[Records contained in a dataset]
++++++++++
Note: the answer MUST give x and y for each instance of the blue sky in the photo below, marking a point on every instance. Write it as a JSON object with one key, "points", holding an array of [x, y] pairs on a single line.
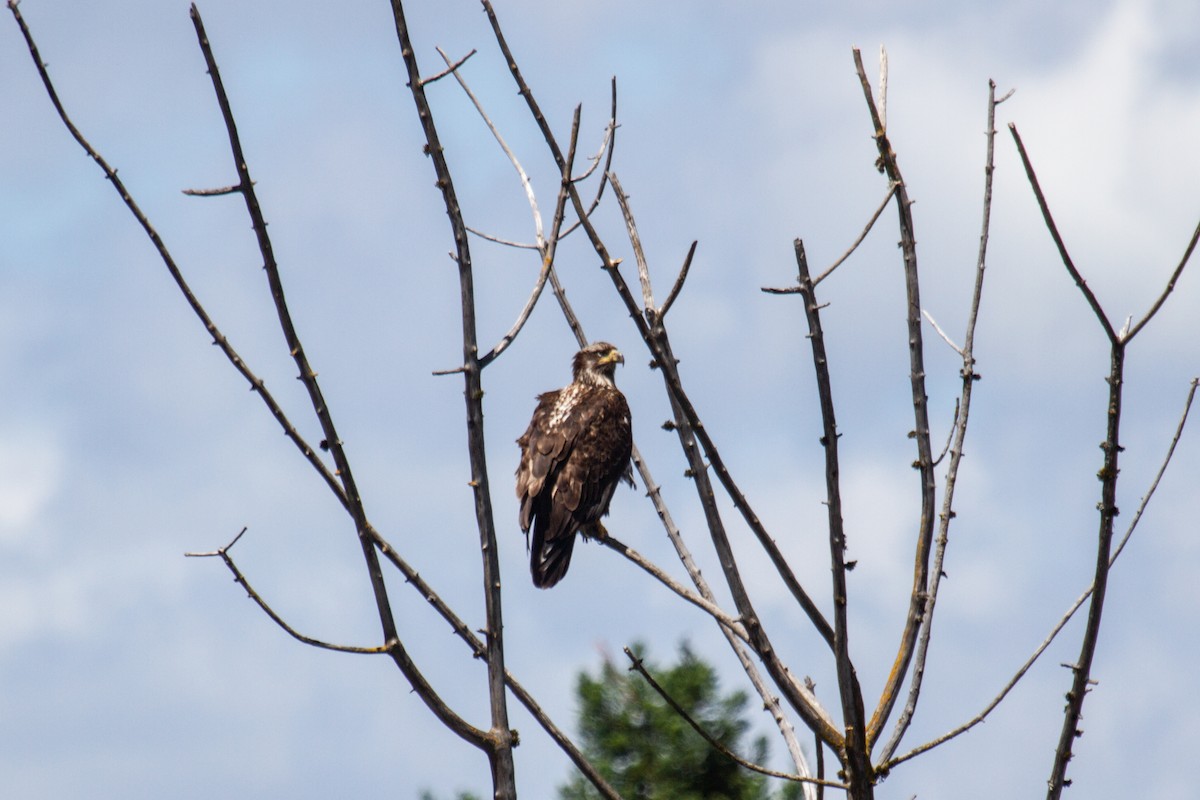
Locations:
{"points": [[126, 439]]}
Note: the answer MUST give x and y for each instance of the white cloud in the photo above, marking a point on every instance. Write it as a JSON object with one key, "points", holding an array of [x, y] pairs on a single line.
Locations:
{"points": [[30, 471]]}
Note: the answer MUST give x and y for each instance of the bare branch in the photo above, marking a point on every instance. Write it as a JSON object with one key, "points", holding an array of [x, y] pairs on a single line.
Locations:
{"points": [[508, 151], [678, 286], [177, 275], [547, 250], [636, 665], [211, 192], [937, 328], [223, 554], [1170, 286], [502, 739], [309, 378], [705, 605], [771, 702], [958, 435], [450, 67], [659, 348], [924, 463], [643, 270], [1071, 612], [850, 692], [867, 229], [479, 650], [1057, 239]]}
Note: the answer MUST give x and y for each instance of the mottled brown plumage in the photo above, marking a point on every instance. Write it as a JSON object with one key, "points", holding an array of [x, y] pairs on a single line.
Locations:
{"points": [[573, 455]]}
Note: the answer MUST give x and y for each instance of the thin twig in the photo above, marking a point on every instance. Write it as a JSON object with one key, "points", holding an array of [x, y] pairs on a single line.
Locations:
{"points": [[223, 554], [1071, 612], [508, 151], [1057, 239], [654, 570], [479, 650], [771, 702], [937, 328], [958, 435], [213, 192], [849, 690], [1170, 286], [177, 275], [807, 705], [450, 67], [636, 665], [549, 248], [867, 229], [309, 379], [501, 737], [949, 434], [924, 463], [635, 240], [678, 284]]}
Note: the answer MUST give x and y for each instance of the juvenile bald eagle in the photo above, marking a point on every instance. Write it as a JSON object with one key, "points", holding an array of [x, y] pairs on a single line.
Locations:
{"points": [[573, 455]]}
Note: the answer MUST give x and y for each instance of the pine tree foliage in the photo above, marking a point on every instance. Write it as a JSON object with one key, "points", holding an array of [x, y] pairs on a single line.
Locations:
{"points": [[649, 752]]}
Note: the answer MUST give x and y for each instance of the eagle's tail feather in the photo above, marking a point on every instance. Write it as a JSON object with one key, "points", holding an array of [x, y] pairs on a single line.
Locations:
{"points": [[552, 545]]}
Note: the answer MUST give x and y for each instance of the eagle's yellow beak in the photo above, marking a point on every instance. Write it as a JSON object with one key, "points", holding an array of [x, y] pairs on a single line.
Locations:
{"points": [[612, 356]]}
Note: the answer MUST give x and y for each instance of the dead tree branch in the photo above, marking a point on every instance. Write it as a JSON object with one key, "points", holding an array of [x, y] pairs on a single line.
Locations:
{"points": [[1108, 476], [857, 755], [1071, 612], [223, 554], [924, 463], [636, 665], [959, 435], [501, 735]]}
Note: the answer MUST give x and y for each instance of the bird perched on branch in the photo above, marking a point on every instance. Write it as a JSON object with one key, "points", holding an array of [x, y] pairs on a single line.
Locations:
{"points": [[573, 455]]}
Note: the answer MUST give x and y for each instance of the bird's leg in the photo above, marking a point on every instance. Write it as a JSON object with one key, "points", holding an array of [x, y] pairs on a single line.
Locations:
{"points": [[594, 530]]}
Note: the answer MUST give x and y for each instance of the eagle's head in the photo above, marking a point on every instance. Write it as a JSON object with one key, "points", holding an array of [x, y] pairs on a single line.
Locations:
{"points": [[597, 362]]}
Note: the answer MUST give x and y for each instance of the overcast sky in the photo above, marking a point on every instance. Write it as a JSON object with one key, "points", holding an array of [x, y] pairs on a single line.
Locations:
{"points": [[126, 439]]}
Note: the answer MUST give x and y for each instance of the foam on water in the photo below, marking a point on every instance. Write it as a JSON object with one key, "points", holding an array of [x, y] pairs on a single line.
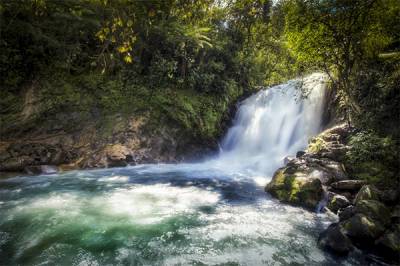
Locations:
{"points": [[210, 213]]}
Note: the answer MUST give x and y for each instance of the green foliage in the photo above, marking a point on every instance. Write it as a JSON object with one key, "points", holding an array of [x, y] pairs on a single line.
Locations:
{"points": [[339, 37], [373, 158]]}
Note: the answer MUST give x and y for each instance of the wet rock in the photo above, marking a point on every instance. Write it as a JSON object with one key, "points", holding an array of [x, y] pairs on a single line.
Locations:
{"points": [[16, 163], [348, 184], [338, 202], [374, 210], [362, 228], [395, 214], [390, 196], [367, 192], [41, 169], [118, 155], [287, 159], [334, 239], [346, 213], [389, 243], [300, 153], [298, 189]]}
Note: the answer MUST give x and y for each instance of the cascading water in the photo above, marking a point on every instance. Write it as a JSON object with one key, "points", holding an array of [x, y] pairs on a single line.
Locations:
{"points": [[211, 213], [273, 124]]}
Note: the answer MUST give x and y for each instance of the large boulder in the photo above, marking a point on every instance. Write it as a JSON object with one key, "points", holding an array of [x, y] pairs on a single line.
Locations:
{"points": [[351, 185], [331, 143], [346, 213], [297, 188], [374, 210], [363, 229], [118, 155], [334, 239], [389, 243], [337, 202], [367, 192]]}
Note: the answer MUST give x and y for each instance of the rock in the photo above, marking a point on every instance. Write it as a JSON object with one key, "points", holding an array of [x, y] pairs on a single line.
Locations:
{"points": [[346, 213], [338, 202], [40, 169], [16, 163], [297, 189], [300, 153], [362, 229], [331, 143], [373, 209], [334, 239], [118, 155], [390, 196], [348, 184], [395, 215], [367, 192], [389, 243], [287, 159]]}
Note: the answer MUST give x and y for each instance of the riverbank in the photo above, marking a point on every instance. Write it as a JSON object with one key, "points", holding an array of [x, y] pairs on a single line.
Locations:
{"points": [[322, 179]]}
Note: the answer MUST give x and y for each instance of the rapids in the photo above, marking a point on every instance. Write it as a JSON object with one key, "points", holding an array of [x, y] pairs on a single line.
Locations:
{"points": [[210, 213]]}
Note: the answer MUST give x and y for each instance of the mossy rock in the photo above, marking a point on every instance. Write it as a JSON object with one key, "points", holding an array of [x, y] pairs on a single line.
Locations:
++++++++++
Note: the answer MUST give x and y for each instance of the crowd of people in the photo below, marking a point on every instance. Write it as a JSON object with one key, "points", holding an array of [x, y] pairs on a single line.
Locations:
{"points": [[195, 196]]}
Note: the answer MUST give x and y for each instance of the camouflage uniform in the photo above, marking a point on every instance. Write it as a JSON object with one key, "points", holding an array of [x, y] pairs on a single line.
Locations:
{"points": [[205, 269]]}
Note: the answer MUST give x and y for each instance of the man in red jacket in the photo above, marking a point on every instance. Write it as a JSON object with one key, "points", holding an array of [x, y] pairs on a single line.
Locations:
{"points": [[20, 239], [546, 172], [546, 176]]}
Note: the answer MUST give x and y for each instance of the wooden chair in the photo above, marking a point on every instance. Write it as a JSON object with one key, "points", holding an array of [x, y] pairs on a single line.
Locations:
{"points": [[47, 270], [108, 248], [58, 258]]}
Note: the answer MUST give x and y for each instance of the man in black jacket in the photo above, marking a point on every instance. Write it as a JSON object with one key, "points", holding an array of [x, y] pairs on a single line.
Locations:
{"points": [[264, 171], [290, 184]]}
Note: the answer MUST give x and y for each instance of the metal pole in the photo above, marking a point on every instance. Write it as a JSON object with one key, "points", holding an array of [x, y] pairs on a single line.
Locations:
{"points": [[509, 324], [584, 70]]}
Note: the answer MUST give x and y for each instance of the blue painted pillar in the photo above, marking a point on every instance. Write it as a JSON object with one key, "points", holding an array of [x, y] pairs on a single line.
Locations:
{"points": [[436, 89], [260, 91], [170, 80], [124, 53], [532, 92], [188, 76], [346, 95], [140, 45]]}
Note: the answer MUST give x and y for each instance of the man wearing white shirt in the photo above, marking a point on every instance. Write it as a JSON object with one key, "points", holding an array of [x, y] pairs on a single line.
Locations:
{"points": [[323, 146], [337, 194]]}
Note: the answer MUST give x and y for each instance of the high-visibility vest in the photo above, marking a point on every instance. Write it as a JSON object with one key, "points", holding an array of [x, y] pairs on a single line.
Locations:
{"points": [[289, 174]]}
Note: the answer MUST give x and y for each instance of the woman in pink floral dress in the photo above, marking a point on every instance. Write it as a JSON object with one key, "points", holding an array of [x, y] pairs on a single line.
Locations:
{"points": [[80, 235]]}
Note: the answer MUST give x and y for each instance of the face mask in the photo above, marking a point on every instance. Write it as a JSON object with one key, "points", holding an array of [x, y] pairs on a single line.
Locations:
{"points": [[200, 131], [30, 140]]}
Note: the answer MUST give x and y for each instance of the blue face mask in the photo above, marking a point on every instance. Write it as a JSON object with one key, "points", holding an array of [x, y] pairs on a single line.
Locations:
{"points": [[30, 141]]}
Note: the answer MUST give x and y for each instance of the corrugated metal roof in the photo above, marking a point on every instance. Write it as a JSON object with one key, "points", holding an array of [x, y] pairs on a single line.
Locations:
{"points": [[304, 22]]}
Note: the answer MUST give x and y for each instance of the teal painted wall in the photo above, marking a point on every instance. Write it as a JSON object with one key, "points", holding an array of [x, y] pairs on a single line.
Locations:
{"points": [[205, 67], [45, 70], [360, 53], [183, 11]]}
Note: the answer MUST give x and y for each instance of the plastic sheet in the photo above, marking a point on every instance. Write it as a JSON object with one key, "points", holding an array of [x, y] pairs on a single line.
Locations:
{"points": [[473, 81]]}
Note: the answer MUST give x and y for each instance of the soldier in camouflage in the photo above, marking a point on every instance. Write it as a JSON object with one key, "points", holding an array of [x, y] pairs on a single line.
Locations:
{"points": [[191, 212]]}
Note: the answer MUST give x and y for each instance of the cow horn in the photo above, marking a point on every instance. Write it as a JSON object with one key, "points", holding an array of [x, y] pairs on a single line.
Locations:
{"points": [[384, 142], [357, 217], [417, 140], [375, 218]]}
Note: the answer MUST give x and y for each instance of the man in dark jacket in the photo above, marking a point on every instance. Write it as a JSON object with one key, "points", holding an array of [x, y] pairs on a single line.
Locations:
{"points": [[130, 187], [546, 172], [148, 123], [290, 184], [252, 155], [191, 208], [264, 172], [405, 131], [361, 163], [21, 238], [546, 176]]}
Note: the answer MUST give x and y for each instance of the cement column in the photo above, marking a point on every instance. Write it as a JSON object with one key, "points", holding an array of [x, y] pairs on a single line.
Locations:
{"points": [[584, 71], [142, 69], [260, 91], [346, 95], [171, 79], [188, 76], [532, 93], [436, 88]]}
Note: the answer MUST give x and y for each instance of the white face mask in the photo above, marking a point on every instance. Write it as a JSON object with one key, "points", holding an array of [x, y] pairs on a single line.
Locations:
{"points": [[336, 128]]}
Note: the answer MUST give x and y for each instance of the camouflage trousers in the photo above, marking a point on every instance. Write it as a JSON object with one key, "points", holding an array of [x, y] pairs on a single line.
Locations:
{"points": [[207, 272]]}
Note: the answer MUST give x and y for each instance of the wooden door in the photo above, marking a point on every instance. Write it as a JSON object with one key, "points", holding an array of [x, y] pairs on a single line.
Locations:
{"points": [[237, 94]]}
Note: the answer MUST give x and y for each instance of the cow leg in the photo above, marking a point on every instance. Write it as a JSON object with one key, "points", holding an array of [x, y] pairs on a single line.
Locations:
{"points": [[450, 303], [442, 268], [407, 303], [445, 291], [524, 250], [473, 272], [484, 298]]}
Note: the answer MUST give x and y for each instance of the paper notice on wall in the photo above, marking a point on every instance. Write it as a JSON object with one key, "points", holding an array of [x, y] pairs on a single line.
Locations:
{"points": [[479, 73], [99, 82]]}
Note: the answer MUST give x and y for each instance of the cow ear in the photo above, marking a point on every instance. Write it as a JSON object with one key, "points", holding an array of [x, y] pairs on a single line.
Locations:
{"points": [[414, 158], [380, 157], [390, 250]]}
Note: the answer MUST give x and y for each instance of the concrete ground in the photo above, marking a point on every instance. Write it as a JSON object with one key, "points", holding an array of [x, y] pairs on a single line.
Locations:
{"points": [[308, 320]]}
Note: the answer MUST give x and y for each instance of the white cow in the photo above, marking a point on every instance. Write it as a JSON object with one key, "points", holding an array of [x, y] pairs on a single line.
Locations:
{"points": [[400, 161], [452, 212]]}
++++++++++
*Exercise requirements*
Respond with the exact lines above running from the one containing "the blue sky" to the one containing "the white cloud", both ends kept and no pictures included.

*Task result*
Note: the answer MUST give x and y for each instance of the blue sky in the photo below, marking a point on every instance. Write it as a JSON object with one key, "points", holding an array of [x, y] pairs on a single line.
Locations:
{"points": [[126, 439]]}
Note: the answer MUST give x and y for each instance of the white cloud in the photo above, marking a point on every instance. Write it as a JSON object with one key, "points", holding an array of [x, y] pairs on a single line.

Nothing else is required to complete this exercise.